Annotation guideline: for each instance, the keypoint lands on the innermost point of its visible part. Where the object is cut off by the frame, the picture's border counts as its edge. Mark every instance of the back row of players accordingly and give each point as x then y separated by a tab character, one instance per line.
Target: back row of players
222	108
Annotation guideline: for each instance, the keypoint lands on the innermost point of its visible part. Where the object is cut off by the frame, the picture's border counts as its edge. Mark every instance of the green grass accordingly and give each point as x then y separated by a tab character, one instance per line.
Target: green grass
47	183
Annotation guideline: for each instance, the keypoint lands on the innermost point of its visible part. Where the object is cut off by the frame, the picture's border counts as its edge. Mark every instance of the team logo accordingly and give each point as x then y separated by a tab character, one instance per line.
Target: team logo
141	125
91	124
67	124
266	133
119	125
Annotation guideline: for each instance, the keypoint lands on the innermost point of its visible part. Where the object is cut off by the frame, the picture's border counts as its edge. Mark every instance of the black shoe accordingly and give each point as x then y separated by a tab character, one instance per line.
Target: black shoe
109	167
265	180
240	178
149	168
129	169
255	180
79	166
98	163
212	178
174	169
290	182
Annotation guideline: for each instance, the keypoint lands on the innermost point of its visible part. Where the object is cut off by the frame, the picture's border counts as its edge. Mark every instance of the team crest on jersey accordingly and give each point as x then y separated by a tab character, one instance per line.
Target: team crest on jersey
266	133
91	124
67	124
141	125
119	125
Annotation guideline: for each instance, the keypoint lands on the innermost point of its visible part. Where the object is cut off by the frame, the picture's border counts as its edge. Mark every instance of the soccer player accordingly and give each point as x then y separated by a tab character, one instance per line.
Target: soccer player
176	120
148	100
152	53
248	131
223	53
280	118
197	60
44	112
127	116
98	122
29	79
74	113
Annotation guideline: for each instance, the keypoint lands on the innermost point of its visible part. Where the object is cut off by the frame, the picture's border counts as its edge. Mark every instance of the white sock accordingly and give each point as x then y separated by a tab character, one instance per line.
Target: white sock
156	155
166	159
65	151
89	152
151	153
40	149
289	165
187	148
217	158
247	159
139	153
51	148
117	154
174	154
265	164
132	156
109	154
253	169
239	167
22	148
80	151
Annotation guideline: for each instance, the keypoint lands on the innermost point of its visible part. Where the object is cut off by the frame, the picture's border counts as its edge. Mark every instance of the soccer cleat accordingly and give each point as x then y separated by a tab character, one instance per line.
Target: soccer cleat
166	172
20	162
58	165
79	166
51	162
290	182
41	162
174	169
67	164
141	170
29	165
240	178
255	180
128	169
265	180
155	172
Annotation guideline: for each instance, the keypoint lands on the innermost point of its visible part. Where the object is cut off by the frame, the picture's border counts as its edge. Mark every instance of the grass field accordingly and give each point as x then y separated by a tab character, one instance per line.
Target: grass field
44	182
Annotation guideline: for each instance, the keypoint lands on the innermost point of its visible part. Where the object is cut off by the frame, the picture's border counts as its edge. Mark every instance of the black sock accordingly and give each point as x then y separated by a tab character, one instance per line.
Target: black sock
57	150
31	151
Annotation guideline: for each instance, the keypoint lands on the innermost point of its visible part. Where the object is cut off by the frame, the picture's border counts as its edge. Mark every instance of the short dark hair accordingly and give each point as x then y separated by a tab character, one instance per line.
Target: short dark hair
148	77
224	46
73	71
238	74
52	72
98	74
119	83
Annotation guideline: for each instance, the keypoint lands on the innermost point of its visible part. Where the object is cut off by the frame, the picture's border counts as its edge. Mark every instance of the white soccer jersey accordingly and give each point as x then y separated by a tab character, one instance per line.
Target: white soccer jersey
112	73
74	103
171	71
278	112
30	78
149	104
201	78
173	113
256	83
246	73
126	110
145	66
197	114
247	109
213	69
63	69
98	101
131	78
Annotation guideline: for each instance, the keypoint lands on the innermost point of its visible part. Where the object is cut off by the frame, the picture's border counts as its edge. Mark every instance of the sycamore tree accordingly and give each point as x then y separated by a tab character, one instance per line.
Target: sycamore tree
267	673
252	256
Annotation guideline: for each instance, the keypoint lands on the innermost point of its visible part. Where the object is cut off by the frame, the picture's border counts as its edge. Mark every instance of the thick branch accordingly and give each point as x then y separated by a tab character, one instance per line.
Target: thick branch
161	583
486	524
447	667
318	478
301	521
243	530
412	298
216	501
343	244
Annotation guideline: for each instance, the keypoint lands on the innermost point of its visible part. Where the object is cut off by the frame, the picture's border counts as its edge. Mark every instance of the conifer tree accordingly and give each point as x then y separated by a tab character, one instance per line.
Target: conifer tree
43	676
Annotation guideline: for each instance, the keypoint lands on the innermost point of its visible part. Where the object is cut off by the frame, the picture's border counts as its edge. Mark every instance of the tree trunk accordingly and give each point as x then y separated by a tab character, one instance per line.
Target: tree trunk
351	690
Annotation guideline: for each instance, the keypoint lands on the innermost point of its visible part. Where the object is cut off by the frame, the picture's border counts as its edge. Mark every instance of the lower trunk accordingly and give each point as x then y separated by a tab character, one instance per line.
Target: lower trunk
-*-*-
-- INSTRUCTIONS FOR THE TASK --
Retype the listing above in full, exactly as it stands.

-- WRITTEN RESPONSE --
Annotation guideline: for each instance, the keypoint lands on the innermost point of its visible part. Where the object is cut off by the frame, the picture's border counts as its edge. Mark every instance of the back row of players accordingly and give each point as x then y separated by a tab character, one instance per line.
Target: back row of players
222	108
Annotation guideline: for each instance, the keypoint lands on the innermost point of its visible part. Where the object is cut off by the frame, the picture's border counts as its edge. Mark every instance of the green grass accordingly and give each point as x then y separated by a tab character, one instance per line.
Target: green grass
47	183
Annotation guideline: for each instance, the keypoint lands on the innermost point of its visible part. Where the object is cut off by the frame, the picture's border counts as its edge. Mark every instance of the team logo accordingly and give each point as x then y separated by a tab character, one instance per line.
Target: team logo
141	125
91	124
67	124
266	133
119	125
Annotation guideline: for each instance, the keypoint lands on the innermost point of its visible part. Where the object is cut off by the frame, the picture's border counts as its edge. Mark every instance of the black shoe accordingly and give each point as x then y separated by a tab character, one instance per line.
Target: black shoe
109	167
265	180
240	178
149	168
129	169
255	180
79	166
98	163
212	178
174	169
290	182
Annotation guideline: for each instance, the keypoint lands on the innermost point of its visible part. Where the object is cut off by the frame, the picture's border counts as its edge. Mark every instance of the team crest on jersey accordingly and give each point as x then y separated by a tab character, one instance per line.
Target: team crest on jersey
266	133
91	124
67	124
141	125
119	125
Annotation guideline: for each instance, the keypoint lands on the innermost point of its visible part. Where the object is cut off by the frame, the picture's border counts as its edge. Mark every instance of the soccer player accordingly and give each point as x then y separated by a tab character, one instance per line.
Target: soccer player
176	120
148	100
152	53
248	131
223	53
280	118
197	60
44	112
127	116
98	122
29	79
74	113
Annotation guideline: for each instance, the keypoint lands on the innermost point of its visible part. Where the object is cut off by the frame, the picture's border counts as its edge. Mark every instance of the white sock accordingly and give each point as x then y separated by a tab character, one instance per line.
Target: white sock
156	155
166	159
65	151
89	152
151	153
40	149
289	165
187	148
217	158
247	159
139	153
51	148
117	154
174	154
265	164
132	156
109	154
253	169
239	167
22	148
80	151
Annotation guideline: for each instance, the keypoint lands on the innermost point of its visible part. Where the object is cut off by the frame, the picture's border counts as its edge. Mark every instance of the soccer cleat accordingly and give each point as x then y separated by a tab character, one instance per line.
Target: soccer cleat
166	172
20	162
58	165
79	166
51	162
290	182
41	162
174	169
67	164
141	170
29	165
240	178
255	180
128	169
265	180
155	172
Annotation guideline: for each instance, the keypoint lands on the innermost point of its visible part. Where the object is cut off by the frame, the picture's border counts as its edge. Mark every instance of the grass field accordingly and give each point as x then y separated by a tab character, one instance per line.
Target: grass field
44	182
Annotation guideline: for each instance, the keypoint lands on the innermost point of its visible part. Where the object is cut off by the frame, the picture's border counts as its edge. Mark every instance of the black sock accordingly and give each point as x then y separated by a tab character, one instance per line.
Target: black sock
57	150
31	151
Annotation guideline: for each instance, the keypoint lands on the innermost point of its visible part. Where the object is cut off by the frame, the picture's border counts as its edge. Mark every instance of the short dark hair accordingly and give each point as x then y separated by a tab character, one instance per line.
Target: short dark hair
148	77
224	46
73	71
238	74
52	72
98	74
119	83
Annotation guideline: for each instance, the keypoint lands on the innermost point of its visible part. Where the object is cut off by the frame, the picture's border counts as its edge. Mark every instance of the white soccer jersey accordingly and give each point as x then y separated by a tab character, one instance per line.
Target: white soccer jersey
112	73
74	103
171	71
278	112
30	78
149	104
201	78
173	113
256	83
246	73
126	110
145	66
197	114
247	109
213	69
63	69
98	101
131	78
Annotation guideline: for each instance, the keypoint lands on the innermost point of its visible part. Where the object is cut off by the frame, the picture's border counts as its edge. Mark every instance of the sycamore tree accordingly and give each point as x then y separated by a tab character, one instance per line.
Target: sycamore tree
267	673
252	256
Annotation guideline: for each instance, the keypoint lands on the innermost point of its visible part. Where the object is cut off by the frame, the picture's border counts as its edge. Mark every instance of the thick branch accordingly and give each point as x then y separated by a tab character, one instance per line.
Target: thick branch
161	583
486	524
447	667
318	478
301	521
243	530
412	298
216	501
343	244
Annotation guideline: for each instance, the keypoint lands on the innermost point of its visible part. Where the object is cut off by the frame, the picture's border counts as its edge. Mark every instance of the conifer tree accordingly and give each point as x then y separated by a tab character, one instance per line.
Target: conifer tree
43	676
Annotation guideline: for each instance, the keypoint lands on the innermost point of its visible part. Where the object is cut off by the frame, the picture's border counts as its edge. Mark every instance of the tree trunk accordingly and give each point as x then y separated by a tab character, one instance per line.
Target: tree trunk
351	690
Annotation guideline: for each instance, the keypoint lands on the innermost point of its visible part. Where the object is cut off by the frame, the picture's border counts as its edge. Mark every instance of the lower trunk accordingly and give each point as x then y separated by a tab character, one instance per line.
Target: lower trunk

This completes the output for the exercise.